**Document section**
━━━━━━━━━━━━━━━━━━━━

2.5. Effects of P. vulgaris var. lilacina on NF-κB Activity and Translocation of NF-κB Subunits
The expression of iNOS and COX-2 requires the activation of NF-κB, which is an important mechanism for the overproduction of the inflammatory mediators in macrophages in response to LPS and cytokines [23–26]. NF-κB is located in the cytosol and is bound to the inhibitory IκB protein under unstimulated conditions. The activation of NF-κB in response to LPS stimulation leads to an increase in nuclear translocation and DNA binding ability.
As shown in Figure 5A, treatment of P. vulgaris var. lilacina fractions (50 μg/mL) resulted in a significant decrease in NF-κB activation in LPS-stimulated RAW 264.7 cells as measured by using a firefly luciferase activity assay. Figure 5B shows the effect of P. vulgaris var. lilacina fractions on nuclear translocation of the p50 and p65 NF-κB subunits. The nuclear translocation of the p50 subunit was significantly reduced while the translocation of the p65 NF-κB subunit was only slightly reduced by the hexane fraction of P. vulgaris var. lilacina. No other fractions affected the nuclear translocation of p50 or p65 NF-κB.
Many studies have demonstrated that P. vulgaris var. lilacina extracts regulate NF-κB activation. According to Jun et al.  reported that the ethanol extract of the flower of P. vulgaris var. lilacina inhibited NF-κB activity by 50%, and Hwang et al.  reported that the water extract of P. vulgaris suppressed activation of the p65 NF-κB subunit. However, our results appear to differ from their results; we demonstrated that neither the ethanol nor the water extract of P. vulgaris var. lilacina affected the LPS-stimulated NF-κB activity. Instead, the hexane fraction of P. vulgaris var. lilacina inhibited both the p50 nuclear translocation and the NF-κB activity in LPS-stimulated cells. These results clearly demonstrate that unlike the ethanol extract of P. vulgaris var. lilacina, the hexane fraction has other anti-inflammatory components.
2.6. Identification of Components
We isolated various compounds from the hexane fraction of P. vulgaris var. lilacina: the identified compounds are shown in Figure 6. The spectrum profile from the gas chromatography-mass spectrometry (GC-MS) analysis confirmed the presence of 12 major components: hexadecanoic acid, ethyl palmitate, phytol, ethyl linileate, (Z,Z,Z)-9,12,15-octadecatrien-1-ol, linoleic acid ethyl ester, (Z,Z,Z)-ethyl ester-9,12,15-octadecatrienoic acid, 3-oxo-8,beta,H-eudesma-1,4,7(11)-trien-8,12-olide, 3,7,11-trimethyl-2,6,10-dodecatrien-1-ol, nerol, linalyl formate, and 3-ethylenetricyclo[22.214.171.124(3,7)]decane.

━━━━━━━━━━━━━━━━━━━━

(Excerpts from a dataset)
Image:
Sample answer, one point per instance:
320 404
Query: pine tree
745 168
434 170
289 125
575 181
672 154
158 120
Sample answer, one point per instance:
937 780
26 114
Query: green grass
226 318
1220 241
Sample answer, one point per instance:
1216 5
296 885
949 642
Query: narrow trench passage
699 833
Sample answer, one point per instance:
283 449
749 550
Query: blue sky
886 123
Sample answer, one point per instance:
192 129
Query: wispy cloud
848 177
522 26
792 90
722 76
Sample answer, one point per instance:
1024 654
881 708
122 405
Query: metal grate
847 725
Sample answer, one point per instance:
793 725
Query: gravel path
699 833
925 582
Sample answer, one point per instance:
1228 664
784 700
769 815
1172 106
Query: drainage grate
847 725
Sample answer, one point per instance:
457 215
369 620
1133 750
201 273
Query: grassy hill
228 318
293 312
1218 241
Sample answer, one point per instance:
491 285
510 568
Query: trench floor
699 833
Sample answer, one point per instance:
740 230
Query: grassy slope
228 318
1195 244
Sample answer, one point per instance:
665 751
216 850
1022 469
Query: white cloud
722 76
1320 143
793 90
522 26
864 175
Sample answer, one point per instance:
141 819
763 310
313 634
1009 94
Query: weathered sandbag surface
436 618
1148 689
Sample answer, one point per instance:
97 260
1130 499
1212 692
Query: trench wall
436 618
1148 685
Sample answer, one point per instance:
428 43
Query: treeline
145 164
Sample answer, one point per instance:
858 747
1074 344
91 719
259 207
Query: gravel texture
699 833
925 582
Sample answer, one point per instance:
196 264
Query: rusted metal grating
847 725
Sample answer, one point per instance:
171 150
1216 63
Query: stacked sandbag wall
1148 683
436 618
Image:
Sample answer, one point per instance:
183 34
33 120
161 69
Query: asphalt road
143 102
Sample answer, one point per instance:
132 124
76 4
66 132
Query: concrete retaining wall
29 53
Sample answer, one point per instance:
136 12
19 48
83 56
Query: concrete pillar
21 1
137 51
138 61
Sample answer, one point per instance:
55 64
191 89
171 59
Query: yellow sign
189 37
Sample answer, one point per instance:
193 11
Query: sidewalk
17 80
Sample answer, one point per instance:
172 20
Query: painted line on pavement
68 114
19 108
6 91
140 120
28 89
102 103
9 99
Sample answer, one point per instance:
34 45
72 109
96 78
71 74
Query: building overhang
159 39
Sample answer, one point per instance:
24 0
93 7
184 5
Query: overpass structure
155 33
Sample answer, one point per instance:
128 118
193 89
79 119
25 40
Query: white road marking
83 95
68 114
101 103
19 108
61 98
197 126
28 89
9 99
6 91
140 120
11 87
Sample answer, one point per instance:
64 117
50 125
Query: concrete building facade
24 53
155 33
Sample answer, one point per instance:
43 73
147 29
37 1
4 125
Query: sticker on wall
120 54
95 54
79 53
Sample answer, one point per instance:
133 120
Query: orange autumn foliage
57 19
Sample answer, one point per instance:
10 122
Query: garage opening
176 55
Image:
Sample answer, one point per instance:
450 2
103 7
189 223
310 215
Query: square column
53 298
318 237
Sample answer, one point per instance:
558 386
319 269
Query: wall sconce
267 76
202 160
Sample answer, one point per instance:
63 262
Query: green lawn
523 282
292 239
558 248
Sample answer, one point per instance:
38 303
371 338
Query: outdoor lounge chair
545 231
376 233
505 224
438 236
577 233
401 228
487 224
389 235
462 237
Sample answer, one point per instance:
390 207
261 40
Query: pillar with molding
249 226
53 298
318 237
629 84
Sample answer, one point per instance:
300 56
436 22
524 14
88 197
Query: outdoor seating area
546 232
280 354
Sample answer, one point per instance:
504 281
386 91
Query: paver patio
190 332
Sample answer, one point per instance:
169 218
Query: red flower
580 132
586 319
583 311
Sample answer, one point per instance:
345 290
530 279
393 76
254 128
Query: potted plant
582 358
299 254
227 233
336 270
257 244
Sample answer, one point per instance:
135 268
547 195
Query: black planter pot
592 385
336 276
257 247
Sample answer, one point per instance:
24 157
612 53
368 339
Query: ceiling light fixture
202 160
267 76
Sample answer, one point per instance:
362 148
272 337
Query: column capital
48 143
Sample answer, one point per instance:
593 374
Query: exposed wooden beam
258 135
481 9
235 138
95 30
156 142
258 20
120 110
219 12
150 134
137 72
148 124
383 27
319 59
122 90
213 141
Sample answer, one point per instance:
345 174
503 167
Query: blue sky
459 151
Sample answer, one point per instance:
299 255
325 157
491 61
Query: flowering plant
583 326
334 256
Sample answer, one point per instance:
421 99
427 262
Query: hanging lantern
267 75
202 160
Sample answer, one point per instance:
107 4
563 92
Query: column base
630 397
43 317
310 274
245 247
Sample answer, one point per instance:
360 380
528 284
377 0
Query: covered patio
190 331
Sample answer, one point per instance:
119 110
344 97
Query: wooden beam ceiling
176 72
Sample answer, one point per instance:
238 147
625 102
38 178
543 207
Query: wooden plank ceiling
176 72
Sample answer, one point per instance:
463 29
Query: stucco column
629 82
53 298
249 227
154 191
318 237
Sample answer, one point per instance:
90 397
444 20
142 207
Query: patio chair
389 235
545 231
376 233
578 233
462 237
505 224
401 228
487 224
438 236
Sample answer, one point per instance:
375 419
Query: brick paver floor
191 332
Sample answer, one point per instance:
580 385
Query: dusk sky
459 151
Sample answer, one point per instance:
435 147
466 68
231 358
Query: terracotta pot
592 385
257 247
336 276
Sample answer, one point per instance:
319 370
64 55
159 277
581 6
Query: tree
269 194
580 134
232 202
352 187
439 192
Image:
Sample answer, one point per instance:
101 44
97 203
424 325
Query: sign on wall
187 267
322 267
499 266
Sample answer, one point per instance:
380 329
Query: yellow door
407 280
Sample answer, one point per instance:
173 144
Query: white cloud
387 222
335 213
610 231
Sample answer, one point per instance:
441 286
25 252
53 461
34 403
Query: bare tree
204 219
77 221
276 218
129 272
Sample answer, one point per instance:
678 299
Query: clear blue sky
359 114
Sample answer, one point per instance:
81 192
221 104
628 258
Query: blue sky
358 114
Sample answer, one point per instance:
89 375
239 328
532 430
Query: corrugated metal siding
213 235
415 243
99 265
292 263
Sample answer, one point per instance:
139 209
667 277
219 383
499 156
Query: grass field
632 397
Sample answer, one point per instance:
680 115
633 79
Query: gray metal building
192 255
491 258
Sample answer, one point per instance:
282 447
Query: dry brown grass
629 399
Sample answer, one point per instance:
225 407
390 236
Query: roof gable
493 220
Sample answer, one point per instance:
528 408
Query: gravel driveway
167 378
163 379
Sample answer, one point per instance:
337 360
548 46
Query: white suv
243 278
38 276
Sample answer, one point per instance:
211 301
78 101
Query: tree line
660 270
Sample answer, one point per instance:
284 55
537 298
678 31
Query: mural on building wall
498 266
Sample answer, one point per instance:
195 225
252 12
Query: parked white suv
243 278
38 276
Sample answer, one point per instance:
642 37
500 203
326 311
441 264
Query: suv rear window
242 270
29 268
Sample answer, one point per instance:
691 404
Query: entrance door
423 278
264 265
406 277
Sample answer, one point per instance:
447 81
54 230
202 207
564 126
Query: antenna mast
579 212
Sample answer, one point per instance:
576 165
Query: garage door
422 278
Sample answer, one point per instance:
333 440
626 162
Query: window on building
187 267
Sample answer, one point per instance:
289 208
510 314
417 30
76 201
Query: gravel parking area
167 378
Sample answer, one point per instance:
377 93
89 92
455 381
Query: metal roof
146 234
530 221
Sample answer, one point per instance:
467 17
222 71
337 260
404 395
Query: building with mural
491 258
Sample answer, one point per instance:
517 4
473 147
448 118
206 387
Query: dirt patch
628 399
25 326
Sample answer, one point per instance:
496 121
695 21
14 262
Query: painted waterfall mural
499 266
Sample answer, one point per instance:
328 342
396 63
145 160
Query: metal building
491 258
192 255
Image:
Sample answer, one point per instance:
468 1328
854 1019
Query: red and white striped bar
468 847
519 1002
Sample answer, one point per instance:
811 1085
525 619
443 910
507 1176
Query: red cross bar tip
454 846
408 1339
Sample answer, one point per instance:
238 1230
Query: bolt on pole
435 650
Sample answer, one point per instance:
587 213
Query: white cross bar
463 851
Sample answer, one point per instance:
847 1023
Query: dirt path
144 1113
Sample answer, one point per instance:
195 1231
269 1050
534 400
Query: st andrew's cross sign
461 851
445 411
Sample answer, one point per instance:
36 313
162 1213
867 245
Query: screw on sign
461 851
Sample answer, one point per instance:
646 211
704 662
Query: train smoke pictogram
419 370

━━━━━━━━━━━━━━━━━━━━

**Work task 1**
In the excerpt on P. vulgaris var. lilacina, which fraction significantly reduced the nuclear translocation of the p50 subunit?
**Work task 2**
Please repeat the stretch of the P. vulgaris var. lilacina excerpt from "Many studies have" through "other anti-inflammatory components.".

**Exercise solution 1**
The hexane fraction.

**Exercise solution 2**
Many studies have demonstrated that P. vulgaris var. lilacina extracts regulate NF-κB activation. According to Jun et al.  reported that the ethanol extract of the flower of P. vulgaris var. lilacina inhibited NF-κB activity by 50%, and Hwang et al.  reported that the water extract of P. vulgaris suppressed activation of the p65 NF-κB subunit. However, our results appear to differ from their results; we demonstrated that neither the ethanol nor the water extract of P. vulgaris var. lilacina affected the LPS-stimulated NF-κB activity. Instead, the hexane fraction of P. vulgaris var. lilacina inhibited both the p50 nuclear translocation and the NF-κB activity in LPS-stimulated cells. These results clearly demonstrate that unlike the ethanol extract of P. vulgaris var. lilacina, the hexane fraction has other anti-inflammatory components.